WHAT YOU HAVE TO DO » Count the lines in the rows below that contain the word "white". Reply with the number only.

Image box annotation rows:
□ □ □ □

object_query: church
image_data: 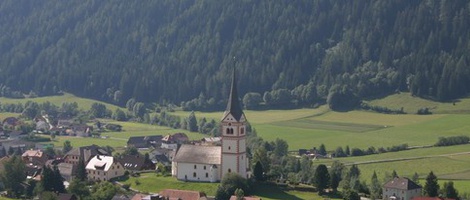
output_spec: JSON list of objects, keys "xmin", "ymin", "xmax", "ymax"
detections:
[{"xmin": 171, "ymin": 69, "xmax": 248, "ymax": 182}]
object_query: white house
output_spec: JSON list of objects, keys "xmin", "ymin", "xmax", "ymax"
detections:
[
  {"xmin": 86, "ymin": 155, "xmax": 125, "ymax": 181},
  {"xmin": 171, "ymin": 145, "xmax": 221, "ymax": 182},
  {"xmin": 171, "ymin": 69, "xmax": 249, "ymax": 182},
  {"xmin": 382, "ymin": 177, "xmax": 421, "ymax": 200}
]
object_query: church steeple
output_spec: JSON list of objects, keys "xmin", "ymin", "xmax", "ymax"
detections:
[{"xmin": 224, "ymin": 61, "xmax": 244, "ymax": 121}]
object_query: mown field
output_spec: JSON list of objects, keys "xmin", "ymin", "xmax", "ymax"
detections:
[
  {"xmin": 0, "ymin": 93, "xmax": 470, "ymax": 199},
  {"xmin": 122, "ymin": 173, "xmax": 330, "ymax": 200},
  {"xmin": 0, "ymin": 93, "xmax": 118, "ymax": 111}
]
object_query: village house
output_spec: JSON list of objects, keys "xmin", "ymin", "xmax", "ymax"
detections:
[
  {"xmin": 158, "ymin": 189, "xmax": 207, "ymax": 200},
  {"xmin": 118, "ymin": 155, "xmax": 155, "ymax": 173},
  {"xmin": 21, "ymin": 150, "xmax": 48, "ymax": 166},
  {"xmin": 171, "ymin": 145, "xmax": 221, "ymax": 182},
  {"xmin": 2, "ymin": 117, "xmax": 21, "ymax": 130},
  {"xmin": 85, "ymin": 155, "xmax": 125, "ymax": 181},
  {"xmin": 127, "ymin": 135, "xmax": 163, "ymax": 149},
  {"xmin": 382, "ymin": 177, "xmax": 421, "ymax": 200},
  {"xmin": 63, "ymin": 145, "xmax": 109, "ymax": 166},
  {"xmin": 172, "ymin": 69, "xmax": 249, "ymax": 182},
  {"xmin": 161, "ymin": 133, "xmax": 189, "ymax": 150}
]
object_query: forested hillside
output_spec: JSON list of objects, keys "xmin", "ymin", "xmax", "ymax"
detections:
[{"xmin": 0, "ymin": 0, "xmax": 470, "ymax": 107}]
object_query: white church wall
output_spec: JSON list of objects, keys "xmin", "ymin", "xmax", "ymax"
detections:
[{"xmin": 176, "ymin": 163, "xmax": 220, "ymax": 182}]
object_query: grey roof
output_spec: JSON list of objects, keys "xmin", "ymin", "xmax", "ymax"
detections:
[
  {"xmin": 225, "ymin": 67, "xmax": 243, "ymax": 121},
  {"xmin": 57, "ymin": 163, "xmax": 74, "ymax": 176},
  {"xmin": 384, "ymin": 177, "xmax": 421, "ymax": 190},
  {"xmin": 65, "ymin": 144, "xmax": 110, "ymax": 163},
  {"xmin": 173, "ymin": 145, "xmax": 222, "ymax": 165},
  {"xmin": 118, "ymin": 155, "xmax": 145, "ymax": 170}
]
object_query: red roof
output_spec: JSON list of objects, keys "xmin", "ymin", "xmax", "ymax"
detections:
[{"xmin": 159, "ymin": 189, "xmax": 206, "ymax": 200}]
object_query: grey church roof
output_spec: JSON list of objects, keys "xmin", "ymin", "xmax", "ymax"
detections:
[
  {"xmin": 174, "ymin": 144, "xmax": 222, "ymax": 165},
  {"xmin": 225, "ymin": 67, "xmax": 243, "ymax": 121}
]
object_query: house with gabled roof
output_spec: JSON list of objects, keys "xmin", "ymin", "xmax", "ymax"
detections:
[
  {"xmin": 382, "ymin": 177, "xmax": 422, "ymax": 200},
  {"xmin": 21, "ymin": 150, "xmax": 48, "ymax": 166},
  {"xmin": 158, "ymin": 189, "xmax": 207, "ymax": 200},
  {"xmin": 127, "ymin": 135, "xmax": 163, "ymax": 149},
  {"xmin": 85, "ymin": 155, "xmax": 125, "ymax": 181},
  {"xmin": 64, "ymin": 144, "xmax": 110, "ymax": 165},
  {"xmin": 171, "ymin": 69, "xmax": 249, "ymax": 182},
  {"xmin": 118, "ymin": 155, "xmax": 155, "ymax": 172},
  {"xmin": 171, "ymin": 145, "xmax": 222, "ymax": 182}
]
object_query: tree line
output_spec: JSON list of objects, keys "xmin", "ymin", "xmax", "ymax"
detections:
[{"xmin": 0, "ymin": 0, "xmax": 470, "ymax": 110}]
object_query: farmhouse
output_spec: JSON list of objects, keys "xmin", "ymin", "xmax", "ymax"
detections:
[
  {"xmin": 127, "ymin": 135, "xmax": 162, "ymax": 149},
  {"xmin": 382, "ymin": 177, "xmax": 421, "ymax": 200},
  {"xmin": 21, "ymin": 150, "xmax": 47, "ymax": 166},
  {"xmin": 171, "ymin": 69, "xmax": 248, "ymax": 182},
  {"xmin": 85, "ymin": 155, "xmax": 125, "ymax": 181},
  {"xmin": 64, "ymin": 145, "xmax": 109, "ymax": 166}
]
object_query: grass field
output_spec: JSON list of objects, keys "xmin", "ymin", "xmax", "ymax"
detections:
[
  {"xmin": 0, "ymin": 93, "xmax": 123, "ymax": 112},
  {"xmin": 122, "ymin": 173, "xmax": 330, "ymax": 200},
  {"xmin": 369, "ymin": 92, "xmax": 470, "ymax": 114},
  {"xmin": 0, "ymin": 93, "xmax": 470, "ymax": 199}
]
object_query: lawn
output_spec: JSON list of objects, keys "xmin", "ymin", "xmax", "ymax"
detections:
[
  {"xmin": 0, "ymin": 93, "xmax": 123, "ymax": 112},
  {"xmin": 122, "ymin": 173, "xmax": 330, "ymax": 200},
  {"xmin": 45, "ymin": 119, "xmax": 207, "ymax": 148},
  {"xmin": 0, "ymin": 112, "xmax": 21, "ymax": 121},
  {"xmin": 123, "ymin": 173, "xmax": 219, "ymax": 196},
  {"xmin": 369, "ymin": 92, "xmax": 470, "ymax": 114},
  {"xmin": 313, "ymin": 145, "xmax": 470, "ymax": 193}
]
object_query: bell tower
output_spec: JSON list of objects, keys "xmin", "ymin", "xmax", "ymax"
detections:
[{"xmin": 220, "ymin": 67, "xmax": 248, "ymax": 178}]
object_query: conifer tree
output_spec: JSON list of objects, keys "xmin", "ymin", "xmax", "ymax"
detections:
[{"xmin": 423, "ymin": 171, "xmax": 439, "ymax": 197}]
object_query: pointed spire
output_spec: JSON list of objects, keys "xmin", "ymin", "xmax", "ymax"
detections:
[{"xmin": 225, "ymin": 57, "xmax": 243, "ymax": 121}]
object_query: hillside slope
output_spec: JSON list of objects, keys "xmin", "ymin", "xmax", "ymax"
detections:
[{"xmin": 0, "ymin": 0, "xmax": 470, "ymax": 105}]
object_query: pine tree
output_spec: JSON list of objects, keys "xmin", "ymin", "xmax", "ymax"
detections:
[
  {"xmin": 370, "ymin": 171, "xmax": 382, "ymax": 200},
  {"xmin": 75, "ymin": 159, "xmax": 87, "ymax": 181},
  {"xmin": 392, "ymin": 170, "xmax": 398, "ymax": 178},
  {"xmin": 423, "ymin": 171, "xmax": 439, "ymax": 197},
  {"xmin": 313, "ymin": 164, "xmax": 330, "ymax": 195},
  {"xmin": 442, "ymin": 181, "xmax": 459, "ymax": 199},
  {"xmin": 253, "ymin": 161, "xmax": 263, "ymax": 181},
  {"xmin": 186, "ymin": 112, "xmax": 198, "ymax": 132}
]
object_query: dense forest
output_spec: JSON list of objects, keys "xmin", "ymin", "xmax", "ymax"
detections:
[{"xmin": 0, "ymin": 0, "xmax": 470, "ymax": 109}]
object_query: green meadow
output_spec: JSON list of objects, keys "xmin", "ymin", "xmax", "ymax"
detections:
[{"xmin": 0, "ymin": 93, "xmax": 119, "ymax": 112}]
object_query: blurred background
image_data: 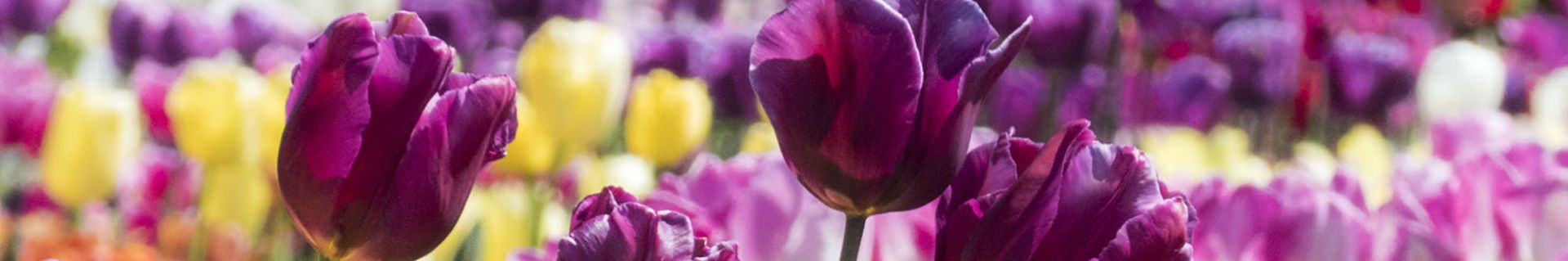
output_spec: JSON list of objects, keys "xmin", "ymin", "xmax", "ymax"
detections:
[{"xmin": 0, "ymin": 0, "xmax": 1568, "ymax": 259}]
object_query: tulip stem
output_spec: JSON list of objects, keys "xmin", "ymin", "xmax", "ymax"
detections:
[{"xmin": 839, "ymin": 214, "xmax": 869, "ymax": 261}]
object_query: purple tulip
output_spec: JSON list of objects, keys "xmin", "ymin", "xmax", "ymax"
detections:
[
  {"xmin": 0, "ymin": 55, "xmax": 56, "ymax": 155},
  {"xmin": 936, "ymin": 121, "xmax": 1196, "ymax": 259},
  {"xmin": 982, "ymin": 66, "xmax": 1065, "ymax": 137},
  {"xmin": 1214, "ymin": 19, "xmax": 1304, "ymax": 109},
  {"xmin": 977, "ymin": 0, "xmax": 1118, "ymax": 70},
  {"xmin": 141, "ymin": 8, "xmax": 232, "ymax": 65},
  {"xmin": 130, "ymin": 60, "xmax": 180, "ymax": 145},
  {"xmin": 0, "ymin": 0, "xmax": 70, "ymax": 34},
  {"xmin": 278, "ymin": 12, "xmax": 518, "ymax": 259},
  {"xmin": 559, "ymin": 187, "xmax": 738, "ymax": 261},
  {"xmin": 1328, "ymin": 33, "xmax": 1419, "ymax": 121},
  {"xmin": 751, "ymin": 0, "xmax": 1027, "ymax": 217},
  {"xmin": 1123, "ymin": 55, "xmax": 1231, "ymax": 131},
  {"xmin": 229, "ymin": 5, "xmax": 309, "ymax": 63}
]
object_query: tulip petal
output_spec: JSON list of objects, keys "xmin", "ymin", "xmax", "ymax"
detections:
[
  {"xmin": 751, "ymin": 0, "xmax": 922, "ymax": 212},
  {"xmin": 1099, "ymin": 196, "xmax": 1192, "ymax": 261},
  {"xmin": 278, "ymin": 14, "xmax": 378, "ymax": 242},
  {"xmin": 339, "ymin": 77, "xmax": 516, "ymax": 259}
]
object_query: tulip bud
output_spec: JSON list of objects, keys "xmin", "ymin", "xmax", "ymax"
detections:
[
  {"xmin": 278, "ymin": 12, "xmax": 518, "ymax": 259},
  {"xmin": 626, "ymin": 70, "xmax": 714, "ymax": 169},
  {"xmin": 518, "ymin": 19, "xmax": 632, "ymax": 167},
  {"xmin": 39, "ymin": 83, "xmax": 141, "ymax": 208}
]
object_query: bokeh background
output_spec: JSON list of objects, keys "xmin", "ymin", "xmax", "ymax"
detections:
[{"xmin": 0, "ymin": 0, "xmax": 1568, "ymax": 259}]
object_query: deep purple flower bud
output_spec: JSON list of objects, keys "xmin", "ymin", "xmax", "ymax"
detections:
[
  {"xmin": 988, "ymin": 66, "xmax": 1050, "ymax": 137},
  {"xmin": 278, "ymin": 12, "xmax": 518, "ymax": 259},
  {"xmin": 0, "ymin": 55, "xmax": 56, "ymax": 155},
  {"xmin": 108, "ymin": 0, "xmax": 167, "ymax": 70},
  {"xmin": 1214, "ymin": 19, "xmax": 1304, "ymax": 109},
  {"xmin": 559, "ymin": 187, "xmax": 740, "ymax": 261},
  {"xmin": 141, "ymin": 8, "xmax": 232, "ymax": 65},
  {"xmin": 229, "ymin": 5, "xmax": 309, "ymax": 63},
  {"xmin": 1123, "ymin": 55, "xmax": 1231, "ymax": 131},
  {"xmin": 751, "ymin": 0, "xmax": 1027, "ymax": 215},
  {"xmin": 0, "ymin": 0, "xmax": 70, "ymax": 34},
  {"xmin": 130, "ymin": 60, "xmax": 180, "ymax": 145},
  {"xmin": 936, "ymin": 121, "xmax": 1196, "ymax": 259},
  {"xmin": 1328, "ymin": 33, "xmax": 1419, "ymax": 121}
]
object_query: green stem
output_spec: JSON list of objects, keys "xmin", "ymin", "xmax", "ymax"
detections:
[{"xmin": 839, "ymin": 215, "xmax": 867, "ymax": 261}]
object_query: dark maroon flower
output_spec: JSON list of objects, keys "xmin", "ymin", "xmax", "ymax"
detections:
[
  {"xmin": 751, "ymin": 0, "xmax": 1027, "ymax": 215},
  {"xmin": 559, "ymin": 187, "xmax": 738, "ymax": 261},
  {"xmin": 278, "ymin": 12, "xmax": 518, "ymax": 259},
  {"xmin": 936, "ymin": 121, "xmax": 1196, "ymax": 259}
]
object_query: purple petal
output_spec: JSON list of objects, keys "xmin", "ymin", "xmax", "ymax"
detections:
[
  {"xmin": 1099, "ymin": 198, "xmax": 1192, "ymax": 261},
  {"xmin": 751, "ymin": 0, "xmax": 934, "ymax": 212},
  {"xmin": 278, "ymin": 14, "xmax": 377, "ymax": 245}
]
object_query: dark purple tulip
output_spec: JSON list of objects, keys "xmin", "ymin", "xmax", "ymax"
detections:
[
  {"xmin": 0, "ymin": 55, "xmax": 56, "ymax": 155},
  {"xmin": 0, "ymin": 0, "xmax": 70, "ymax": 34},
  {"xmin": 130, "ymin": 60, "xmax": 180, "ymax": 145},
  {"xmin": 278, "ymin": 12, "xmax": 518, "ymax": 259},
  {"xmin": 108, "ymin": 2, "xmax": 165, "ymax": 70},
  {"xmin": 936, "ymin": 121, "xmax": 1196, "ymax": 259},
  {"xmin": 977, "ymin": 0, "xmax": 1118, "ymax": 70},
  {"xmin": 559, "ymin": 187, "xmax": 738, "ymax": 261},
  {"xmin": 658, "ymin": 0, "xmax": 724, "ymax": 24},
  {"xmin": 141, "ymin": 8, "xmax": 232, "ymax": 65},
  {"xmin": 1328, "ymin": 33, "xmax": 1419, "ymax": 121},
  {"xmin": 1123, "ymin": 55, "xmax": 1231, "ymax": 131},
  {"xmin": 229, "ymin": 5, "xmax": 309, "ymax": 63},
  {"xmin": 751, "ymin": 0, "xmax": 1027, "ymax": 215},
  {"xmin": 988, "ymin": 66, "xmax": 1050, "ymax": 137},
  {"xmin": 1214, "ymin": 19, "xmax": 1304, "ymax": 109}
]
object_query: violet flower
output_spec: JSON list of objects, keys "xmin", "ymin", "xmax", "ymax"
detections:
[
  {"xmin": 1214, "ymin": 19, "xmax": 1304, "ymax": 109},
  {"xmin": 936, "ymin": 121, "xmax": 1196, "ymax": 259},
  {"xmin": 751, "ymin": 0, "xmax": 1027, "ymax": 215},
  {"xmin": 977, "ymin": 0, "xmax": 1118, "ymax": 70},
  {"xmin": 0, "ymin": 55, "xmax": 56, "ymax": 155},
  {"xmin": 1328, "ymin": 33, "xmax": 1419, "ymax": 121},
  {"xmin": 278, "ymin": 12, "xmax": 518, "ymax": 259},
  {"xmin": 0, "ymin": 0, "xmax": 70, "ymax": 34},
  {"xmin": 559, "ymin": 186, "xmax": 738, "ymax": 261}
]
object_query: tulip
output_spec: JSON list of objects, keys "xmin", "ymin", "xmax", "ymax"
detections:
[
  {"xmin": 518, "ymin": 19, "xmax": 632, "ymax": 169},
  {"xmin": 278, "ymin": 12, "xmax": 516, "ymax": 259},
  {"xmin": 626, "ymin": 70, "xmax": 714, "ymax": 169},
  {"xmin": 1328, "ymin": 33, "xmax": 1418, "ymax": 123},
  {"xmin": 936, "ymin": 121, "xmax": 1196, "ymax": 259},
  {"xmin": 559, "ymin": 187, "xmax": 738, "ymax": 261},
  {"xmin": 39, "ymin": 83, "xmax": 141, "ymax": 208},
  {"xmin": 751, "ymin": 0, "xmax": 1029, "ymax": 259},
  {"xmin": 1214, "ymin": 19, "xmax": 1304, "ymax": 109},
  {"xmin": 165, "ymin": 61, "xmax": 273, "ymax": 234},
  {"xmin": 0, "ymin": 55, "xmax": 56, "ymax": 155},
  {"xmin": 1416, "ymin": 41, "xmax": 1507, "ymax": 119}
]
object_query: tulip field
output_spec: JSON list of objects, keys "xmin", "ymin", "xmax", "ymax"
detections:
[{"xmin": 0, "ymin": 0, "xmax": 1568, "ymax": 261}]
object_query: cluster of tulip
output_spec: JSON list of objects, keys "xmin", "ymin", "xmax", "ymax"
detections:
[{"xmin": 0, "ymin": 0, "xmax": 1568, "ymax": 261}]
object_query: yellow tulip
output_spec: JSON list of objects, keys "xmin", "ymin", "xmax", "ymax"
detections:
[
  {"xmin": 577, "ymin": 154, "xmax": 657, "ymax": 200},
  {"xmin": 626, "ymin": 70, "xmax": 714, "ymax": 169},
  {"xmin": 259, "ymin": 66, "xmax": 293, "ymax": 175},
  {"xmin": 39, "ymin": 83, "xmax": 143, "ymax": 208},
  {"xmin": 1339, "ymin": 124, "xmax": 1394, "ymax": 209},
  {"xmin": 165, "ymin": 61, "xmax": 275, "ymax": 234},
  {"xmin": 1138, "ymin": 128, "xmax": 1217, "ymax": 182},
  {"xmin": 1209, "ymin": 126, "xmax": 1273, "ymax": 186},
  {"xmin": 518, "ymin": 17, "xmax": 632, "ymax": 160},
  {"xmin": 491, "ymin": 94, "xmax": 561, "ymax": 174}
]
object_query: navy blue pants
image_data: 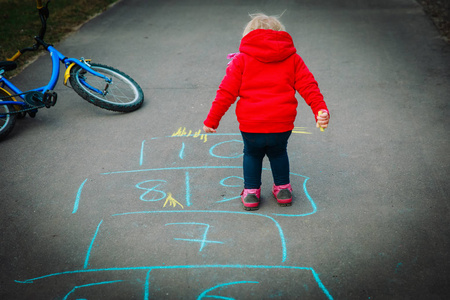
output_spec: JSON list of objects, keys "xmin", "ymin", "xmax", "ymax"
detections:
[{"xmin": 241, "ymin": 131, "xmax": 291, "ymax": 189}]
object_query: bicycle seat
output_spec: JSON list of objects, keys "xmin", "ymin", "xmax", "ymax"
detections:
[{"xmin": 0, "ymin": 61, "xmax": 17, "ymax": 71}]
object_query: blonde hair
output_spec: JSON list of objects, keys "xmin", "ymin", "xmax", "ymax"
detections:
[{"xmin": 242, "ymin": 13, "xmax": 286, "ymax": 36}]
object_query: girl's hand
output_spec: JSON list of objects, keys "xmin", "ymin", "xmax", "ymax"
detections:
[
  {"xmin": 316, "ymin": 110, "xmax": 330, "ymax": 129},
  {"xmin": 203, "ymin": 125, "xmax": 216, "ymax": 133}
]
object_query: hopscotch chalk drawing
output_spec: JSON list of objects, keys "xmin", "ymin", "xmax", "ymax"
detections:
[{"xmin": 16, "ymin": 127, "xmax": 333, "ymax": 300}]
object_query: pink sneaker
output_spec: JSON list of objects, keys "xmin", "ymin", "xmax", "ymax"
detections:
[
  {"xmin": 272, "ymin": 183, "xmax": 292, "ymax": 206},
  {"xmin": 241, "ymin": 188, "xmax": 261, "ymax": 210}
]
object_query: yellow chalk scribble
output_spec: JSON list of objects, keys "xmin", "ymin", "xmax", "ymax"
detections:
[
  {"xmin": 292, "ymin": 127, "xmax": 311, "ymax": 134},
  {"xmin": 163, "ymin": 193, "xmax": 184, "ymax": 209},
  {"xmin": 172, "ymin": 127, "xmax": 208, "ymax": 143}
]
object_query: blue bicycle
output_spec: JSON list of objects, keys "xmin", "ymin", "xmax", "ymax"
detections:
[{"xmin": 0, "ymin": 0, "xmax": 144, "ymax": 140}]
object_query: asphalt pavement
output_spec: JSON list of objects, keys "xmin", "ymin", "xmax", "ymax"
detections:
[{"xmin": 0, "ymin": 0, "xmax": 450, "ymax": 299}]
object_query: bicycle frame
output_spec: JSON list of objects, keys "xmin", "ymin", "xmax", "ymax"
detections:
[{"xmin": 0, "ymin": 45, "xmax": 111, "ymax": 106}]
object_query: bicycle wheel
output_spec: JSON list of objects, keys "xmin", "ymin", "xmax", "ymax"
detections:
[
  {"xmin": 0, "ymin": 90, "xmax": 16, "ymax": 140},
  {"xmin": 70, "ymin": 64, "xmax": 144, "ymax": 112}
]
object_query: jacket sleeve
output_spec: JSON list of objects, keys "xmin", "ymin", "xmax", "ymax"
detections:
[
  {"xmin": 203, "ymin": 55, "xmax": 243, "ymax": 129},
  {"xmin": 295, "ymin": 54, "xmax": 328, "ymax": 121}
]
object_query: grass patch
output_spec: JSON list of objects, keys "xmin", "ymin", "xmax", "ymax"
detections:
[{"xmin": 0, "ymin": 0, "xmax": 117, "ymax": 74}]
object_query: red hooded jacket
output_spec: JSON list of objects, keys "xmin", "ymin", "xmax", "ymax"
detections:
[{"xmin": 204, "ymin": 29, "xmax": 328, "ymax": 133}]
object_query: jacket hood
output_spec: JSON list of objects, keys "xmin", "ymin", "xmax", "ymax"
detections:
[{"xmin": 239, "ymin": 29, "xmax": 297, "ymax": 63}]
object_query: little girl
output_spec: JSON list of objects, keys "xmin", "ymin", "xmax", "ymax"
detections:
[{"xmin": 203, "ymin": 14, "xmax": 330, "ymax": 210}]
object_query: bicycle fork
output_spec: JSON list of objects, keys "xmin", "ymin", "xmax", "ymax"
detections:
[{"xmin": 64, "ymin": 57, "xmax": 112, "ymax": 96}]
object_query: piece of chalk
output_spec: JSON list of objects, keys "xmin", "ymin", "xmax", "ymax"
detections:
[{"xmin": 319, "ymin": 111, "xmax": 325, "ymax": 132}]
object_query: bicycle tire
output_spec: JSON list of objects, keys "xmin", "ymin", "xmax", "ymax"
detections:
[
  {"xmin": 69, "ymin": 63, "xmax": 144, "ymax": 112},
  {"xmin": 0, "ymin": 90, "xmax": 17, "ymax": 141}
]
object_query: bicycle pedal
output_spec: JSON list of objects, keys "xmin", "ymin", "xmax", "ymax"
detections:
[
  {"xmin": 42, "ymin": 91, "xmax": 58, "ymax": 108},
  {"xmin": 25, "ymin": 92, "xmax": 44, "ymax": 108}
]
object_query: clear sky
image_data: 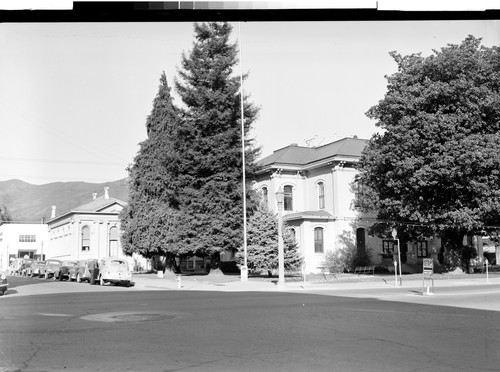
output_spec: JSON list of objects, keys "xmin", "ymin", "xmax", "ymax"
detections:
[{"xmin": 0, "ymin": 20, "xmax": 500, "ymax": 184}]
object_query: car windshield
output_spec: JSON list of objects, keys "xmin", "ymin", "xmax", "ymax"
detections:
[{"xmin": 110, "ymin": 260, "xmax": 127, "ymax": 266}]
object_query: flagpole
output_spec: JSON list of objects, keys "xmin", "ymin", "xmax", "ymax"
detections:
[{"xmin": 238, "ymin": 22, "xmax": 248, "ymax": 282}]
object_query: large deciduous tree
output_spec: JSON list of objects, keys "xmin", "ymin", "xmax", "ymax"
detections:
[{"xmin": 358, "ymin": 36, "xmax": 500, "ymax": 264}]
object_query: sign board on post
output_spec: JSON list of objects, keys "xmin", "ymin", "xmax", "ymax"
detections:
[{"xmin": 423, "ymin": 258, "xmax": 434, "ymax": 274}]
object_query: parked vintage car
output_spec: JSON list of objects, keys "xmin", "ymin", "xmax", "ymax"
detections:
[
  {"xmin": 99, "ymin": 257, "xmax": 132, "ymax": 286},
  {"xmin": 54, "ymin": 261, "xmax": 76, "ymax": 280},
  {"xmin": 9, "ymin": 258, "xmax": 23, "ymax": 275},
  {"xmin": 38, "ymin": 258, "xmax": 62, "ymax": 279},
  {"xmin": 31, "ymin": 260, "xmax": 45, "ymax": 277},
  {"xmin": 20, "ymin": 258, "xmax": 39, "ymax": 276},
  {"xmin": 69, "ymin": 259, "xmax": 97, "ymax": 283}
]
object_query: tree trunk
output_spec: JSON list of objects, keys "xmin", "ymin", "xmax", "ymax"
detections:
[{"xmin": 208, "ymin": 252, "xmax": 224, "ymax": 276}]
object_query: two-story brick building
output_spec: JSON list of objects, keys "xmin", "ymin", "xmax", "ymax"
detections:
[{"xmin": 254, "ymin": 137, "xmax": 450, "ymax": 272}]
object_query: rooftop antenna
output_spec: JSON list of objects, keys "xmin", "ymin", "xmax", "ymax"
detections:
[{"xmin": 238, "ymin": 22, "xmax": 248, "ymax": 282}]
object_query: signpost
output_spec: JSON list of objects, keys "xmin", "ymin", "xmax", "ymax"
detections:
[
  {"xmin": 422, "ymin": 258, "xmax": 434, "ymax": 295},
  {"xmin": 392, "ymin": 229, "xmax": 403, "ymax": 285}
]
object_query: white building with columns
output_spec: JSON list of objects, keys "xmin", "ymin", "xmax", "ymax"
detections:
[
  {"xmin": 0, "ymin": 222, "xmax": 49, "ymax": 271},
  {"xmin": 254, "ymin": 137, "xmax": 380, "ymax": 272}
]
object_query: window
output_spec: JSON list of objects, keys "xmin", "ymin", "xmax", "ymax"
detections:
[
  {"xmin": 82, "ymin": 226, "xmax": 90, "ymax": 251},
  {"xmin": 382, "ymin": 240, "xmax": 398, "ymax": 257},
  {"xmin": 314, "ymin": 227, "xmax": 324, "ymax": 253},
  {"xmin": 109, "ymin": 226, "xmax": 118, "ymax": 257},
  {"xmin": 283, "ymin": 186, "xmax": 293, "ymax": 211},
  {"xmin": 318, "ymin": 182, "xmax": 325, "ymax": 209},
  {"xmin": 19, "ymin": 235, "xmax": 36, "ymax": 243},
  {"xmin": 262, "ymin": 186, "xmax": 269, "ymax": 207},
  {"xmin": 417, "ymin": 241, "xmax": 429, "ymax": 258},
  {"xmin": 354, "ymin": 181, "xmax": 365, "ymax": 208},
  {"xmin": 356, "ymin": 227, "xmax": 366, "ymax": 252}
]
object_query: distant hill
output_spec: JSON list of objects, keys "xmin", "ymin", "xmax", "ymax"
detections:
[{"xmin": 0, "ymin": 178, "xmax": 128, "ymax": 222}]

□ □ □ □

FULL SOLUTION » 3